## Page extract
##############################
In times of ongoing crisis, it can be hard to know what to do.
Some of us fight — choosing a side and pouring all our energy into battle.
Some flee — retreating to whatever feels safe or predictable (yes, that’s me watching Grey’s Anatomy… again).
Some freeze — holding tightly to routine and compartmentalizing to get through the day.
Some gather — tending fiercely to a close circle of family or friends.
These are all natural nervous system responses meant to keep us alive during short-term emergencies. But when our crisis becomes a constant (as they have been over the past years) and the changes we face — ecological, social, technological — demand something deeper, the question becomes: Where, and how, do we stay in relationship with this?
At Open Circle, our approach to problems is deeply aligned with the journey of “seeing with new eyes”. Instead of rushing to patch the surface issues, we invite people to inquire beneath behaviors, into the beliefs and assumptions that shape them. In facing the need for collective adaptation, as we are now, this work is both individual and collective. It requires that we develop the capacity to quiet our nervous systems and courageously expand our listening through the uncomfortable territory of the unknown.
It’s not an easy path, and our resistance to it is often strong. Many people only become truly willing to engage when they’ve reached a point of surrender—when old solutions have led them in circles and the problems keep growing. It’s often only in this place that they can accept an invitation that offers no quick fixes or guaranteed outcomes. Instead, a slower path of learning to see through new eyes which means navigating moments of confusion, confronting deep-seated fears over inevitable loss and uncovering long-buried trauma we’ve tried to contain or forget.
##############################
## Records shown
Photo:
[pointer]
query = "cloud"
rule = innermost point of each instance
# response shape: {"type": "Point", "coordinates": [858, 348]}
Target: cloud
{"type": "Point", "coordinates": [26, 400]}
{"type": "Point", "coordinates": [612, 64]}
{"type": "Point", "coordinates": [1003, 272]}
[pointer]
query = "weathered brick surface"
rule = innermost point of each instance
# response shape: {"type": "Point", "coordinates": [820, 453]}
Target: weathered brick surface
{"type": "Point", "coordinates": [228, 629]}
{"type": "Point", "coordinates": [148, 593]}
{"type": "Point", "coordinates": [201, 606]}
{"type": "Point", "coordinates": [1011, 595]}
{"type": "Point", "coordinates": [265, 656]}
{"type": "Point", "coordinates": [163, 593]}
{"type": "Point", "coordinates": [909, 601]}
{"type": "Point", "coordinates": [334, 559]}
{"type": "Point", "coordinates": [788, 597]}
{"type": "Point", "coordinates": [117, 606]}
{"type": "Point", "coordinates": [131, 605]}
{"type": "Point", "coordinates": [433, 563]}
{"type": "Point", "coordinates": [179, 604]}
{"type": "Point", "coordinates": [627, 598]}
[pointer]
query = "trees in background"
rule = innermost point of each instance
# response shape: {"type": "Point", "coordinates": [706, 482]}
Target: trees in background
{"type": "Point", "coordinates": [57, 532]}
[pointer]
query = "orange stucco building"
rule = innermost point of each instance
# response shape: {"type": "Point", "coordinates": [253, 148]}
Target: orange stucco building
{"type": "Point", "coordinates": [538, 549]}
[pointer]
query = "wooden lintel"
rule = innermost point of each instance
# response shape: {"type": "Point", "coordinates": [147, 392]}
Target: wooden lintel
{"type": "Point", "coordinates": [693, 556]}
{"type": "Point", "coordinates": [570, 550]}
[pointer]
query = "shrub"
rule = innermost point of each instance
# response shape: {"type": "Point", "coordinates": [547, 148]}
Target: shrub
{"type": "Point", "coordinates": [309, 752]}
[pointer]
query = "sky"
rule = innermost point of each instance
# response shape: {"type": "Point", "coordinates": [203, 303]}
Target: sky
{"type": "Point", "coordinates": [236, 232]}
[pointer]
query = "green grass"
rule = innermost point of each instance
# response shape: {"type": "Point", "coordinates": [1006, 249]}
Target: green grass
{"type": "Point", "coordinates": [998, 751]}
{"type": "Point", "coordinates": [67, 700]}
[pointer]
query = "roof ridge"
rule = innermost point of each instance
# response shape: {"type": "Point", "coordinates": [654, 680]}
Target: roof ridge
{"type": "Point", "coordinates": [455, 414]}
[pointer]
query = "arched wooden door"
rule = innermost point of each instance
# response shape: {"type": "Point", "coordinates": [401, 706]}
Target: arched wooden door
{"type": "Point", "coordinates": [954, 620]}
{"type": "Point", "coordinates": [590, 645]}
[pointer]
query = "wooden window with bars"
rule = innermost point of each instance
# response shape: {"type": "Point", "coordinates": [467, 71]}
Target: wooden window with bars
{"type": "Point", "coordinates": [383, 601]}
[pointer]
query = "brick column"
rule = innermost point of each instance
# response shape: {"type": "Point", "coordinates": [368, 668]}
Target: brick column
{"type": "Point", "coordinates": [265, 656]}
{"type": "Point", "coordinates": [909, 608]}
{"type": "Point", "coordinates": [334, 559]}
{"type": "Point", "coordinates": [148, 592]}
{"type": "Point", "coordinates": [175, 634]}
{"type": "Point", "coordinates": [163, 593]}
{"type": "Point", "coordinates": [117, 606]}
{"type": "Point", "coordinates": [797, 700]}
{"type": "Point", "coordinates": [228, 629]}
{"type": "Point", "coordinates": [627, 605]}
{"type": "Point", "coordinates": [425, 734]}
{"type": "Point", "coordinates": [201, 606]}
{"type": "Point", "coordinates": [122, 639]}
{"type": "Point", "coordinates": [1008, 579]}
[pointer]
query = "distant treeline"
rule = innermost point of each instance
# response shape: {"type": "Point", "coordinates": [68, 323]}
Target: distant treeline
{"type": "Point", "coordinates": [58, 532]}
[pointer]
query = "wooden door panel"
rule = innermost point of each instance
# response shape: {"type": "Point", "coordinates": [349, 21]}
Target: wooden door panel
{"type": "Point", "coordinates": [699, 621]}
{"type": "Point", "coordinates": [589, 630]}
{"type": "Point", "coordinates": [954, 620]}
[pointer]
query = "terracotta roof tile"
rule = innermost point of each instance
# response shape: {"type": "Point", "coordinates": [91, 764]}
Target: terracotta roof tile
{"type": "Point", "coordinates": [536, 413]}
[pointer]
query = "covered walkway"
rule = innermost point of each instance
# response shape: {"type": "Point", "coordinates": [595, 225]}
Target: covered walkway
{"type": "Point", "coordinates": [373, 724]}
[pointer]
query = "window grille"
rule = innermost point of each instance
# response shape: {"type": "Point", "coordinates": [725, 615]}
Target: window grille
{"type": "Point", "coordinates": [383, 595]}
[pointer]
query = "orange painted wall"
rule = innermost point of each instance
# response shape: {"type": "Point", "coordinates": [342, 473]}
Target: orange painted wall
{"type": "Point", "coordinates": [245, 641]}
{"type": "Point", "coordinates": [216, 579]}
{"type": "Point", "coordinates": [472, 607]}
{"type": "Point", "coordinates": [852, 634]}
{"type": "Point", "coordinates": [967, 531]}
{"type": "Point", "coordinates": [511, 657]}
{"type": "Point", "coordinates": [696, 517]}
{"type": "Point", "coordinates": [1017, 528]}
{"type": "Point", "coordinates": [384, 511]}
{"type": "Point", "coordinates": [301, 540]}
##############################
## Given instruction 1
List the four responses to ongoing crisis that the essay on living through crisis names.
## Given instruction 2
Answer these questions from the essay on living through crisis above, one line each.
(a) What show does the writer mention watching again?
(b) Which three kinds of change does the essay say we face?
(c) At Open Circle, what are people invited to inquire into beneath behaviors?
## Given instruction 3
Extend the essay on living through crisis by writing the paragraph that would follow its final sentence.

## Output 1
Fight, flee, freeze, gather

## Output 2
(a) Grey's Anatomy
(b) Ecological, social and technological
(c) The beliefs and assumptions that shape those behaviors

## Output 3
In collective work, seeing through new eyes begins with the slow task of taking time to listen deeply together, and to commit to continuing to come back to that again and again. In the face of collective crisis and the urgent need for solving immediate problems, the necessary pause in urgent action to develop this capacity can seem counter intuitive. But unless we take time to unearth inherited beliefs and assumptions that are constricting us, we are limited in our ability to see the new paths forward and we run back and forth between different solutions that are not working.
This is foundational work. It means individually and collectively exploring the root cause of cracks we’ve been patching over for years, deconstructing structures and systems that have taken many resources and sometimes decades or centuries of work building. And then courageously leveraging those cracks into windows where new light shines into places those structures have kept deliberately hidden.
At its core, this path inevitably leads us to confront our fear of the unknown — and ultimately, our fear of death —and accept the vulnerability of being held by a force beyond our control. This power, whatever name we want to give it, is beyond our rational understanding and its nature we can experience most easily together in our shared connection to the natural world.. The natural world provides us with an experience of the underlying power of creation through everyday cycles of light and dark, life and death and its interconnection. More often than not a deep and shared experience of the natural world shatters illusions to what we as humans have given power and expands our definitions of love and its binding force between us and our place within it.
While our nervous systems resist this letting go, in our work we have witnessed time and time again that when we open to the unknown with courage and heart, we find solutions, creativity, and resources far beyond our current limits.
Our current danger is not just in the crises themselves, but in clinging to self-protective patterns that have hardened into something destructive. We see it in the devastation of unnecessary wars, in the constant barrage and blending of fact in fiction through online reporting of political power plays and in the quieter erosion of our humanity in systems that value profit over care.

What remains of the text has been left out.